Once you reach the line that contains "# indicate every", retype it and every line after it exactly, ending with the last line of the entries.
::::::::::
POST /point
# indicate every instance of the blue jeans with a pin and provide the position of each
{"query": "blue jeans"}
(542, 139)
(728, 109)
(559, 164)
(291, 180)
::::::::::
### ANSWER TO THE EXERCISE
# indicate every instance of the blue jeans with a pin and provide the position of each
{"query": "blue jeans"}
(542, 139)
(728, 109)
(559, 164)
(291, 180)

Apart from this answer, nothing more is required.